■ **Goal**
Rewrite the lines from the very first one through the line that contains "[907,209,927,227]" as a numbered list, leaving out any blank lines.

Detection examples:
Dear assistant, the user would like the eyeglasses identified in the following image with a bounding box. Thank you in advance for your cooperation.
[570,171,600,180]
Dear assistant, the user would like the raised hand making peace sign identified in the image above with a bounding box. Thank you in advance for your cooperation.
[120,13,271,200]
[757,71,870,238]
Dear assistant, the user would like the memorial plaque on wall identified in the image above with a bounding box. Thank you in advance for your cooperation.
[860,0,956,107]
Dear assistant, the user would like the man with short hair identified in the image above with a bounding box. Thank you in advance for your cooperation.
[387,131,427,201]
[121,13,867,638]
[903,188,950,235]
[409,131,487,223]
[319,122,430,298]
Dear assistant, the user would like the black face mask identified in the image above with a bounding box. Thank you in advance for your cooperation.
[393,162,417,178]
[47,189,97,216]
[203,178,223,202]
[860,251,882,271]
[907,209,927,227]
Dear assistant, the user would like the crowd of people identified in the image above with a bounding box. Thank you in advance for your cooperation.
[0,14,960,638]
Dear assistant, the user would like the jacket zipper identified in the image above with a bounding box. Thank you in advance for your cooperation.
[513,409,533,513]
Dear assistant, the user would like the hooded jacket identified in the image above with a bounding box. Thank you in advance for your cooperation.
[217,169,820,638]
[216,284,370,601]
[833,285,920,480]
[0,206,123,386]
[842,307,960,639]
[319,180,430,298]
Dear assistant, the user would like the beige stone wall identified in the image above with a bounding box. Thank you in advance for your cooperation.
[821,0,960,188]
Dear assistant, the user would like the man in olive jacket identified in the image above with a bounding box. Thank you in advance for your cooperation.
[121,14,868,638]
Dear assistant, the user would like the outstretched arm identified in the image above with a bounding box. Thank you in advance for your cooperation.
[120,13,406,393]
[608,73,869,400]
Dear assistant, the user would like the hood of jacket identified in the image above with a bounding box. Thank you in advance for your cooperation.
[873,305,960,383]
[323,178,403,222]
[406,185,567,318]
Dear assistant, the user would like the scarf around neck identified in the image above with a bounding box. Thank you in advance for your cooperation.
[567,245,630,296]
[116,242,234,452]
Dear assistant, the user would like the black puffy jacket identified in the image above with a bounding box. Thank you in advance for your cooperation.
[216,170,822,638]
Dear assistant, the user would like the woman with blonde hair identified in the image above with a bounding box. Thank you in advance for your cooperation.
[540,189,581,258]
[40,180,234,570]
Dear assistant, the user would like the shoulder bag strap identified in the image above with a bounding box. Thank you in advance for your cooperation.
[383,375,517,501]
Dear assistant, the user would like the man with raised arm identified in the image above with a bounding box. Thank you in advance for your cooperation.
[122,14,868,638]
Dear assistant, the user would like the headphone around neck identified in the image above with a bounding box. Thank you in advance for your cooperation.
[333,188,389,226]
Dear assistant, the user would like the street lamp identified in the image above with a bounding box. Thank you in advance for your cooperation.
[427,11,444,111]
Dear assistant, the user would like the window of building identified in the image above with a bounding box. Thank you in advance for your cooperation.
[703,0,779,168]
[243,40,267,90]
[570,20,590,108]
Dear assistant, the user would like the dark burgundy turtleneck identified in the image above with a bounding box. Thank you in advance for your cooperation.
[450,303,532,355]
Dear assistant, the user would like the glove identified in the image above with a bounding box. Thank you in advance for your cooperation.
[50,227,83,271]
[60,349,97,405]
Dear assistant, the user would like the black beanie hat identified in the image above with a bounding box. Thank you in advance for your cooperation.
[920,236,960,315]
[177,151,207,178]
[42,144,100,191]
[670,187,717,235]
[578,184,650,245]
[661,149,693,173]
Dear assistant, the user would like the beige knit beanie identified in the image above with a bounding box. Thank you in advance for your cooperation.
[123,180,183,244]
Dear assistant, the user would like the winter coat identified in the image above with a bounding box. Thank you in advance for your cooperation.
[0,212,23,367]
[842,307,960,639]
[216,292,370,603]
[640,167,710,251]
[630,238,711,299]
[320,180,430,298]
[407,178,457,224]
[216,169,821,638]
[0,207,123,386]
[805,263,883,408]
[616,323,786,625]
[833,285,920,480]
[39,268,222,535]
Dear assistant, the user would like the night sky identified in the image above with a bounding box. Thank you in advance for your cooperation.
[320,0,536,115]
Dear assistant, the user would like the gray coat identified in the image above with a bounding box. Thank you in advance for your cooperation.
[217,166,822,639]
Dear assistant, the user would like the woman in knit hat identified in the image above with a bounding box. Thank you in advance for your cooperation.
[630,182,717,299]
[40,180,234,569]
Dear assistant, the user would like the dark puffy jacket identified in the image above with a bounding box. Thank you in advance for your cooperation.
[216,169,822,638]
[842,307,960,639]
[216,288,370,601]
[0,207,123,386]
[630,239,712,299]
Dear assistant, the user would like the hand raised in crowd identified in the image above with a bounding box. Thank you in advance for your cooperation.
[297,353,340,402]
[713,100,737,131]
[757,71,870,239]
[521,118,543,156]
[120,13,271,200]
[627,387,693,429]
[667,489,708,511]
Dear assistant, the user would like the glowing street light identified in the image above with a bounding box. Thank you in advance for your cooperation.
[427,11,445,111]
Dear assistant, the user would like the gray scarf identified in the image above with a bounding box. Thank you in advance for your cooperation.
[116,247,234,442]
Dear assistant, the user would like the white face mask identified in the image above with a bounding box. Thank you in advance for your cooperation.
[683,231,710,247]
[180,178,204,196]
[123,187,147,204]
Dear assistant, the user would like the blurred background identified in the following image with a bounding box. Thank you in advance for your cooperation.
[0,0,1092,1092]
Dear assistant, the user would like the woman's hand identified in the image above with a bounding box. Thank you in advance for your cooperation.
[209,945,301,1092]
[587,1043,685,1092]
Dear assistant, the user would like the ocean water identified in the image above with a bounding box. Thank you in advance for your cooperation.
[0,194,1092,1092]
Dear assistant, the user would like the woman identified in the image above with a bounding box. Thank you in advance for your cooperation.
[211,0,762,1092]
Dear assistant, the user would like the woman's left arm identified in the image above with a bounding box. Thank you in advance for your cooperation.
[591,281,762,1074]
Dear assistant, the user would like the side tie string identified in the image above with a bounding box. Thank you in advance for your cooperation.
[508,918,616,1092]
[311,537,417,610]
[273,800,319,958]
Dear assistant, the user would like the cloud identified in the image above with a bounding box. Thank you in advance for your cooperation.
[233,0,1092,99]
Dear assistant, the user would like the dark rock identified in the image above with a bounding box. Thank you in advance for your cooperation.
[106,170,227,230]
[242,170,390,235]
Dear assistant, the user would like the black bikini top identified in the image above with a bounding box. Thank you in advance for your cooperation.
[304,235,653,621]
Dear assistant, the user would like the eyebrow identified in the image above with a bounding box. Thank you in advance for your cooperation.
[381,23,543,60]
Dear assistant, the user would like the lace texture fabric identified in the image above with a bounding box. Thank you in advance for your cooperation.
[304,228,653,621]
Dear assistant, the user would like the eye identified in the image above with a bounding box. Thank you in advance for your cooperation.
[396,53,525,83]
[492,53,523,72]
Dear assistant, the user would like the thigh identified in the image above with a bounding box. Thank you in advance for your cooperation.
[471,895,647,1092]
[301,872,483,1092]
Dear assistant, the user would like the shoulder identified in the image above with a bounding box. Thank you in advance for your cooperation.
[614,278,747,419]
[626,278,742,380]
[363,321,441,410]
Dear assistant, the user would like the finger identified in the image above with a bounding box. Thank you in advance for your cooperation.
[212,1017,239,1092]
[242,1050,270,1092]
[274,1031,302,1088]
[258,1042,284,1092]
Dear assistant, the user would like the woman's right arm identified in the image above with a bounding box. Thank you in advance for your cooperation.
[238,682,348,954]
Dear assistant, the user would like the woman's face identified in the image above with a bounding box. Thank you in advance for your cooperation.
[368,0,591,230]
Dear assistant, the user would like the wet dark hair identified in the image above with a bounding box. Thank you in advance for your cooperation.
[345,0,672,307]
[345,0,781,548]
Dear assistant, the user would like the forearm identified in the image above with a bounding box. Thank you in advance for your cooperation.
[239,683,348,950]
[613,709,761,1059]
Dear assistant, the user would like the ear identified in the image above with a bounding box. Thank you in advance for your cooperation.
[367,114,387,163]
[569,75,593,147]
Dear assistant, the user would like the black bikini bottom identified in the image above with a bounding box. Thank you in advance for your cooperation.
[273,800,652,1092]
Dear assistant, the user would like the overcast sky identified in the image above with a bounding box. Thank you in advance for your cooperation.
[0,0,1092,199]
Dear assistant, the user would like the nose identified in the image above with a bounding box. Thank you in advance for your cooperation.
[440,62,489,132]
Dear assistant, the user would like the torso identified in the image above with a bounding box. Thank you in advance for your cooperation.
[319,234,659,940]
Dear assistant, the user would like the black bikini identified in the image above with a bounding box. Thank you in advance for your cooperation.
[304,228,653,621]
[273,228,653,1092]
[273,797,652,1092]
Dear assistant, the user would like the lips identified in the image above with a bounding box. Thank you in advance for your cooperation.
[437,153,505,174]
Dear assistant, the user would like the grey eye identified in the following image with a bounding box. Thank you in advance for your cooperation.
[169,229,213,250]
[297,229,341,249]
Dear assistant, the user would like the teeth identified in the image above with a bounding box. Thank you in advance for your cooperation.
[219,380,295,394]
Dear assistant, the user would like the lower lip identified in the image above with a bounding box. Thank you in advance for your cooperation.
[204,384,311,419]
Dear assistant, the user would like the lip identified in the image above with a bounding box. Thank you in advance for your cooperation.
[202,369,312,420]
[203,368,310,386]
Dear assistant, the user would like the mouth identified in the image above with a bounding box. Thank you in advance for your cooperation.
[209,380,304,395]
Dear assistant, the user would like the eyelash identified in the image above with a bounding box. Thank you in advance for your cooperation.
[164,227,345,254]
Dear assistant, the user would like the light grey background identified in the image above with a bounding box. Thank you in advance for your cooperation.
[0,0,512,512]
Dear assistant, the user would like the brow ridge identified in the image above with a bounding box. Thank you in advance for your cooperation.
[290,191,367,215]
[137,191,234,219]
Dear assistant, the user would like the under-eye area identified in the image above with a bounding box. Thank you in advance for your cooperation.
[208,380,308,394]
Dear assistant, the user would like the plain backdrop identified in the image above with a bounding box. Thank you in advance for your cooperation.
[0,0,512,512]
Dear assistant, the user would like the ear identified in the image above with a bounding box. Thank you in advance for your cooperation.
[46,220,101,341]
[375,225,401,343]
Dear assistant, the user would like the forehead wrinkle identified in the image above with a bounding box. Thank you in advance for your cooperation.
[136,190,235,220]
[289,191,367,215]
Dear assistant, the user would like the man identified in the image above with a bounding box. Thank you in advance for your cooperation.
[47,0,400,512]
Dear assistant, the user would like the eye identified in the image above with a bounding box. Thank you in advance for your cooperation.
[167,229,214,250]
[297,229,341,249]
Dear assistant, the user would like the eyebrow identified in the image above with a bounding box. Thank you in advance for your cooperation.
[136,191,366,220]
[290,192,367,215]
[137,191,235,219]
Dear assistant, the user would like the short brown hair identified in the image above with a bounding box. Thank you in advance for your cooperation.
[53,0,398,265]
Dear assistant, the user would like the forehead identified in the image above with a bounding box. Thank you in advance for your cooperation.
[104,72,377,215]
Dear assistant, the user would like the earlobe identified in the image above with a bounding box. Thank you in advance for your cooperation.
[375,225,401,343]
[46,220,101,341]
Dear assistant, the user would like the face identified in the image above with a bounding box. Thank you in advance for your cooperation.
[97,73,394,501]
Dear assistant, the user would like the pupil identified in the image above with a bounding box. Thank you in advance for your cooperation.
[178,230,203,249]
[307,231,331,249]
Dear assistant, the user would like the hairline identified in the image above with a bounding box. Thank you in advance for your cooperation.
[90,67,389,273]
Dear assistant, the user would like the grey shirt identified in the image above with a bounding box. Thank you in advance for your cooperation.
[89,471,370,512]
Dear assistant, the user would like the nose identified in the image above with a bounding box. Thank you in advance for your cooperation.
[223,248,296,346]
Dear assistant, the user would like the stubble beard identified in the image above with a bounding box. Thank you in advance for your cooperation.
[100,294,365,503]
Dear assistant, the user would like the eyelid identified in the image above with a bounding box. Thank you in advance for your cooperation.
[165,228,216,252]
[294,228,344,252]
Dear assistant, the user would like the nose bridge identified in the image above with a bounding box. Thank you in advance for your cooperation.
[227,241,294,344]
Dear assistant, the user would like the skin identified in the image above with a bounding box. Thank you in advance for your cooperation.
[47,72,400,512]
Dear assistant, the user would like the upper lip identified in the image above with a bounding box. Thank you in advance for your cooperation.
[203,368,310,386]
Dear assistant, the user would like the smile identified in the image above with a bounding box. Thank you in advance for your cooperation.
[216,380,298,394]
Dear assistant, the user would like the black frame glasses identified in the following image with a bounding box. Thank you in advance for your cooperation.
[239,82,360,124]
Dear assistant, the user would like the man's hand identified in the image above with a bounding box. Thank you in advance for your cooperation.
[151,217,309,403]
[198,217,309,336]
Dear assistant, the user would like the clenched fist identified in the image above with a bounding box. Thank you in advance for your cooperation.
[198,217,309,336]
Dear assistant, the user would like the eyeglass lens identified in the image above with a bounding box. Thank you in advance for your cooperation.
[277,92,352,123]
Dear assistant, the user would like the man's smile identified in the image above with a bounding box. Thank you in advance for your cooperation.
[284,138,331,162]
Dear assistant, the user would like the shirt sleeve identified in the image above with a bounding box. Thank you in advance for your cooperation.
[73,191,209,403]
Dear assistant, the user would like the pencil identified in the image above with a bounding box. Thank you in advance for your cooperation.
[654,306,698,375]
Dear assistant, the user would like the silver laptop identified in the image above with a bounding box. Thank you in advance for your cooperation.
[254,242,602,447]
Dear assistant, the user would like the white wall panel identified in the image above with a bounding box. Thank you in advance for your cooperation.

■ **Final result**
1. Dear assistant, the user would like the eyeglasses identified in the following image with a bounding box. Thank you in advance for your cooperation.
2. [570,171,600,180]
3. Dear assistant, the user would like the raised hand making peace sign identified in the image above with a bounding box. Thank you in advance for your cooperation.
4. [120,13,271,200]
5. [757,71,870,238]
6. Dear assistant, the user would like the memorial plaque on wall identified in the image above with a bounding box. Thank you in advance for your cooperation.
7. [860,0,956,107]
8. Dear assistant, the user would like the man with short hair identified in the image above with a bounding box. Thank you in advance for your cooperation.
9. [387,131,427,201]
10. [121,13,867,638]
11. [903,188,950,235]
12. [409,131,487,223]
13. [319,122,430,298]
14. Dear assistant, the user would like the black face mask identified in the image above with a bounding box. Thank you in advance for your cooperation.
15. [393,162,417,178]
16. [47,189,97,216]
17. [203,178,223,202]
18. [860,251,882,271]
19. [907,209,927,227]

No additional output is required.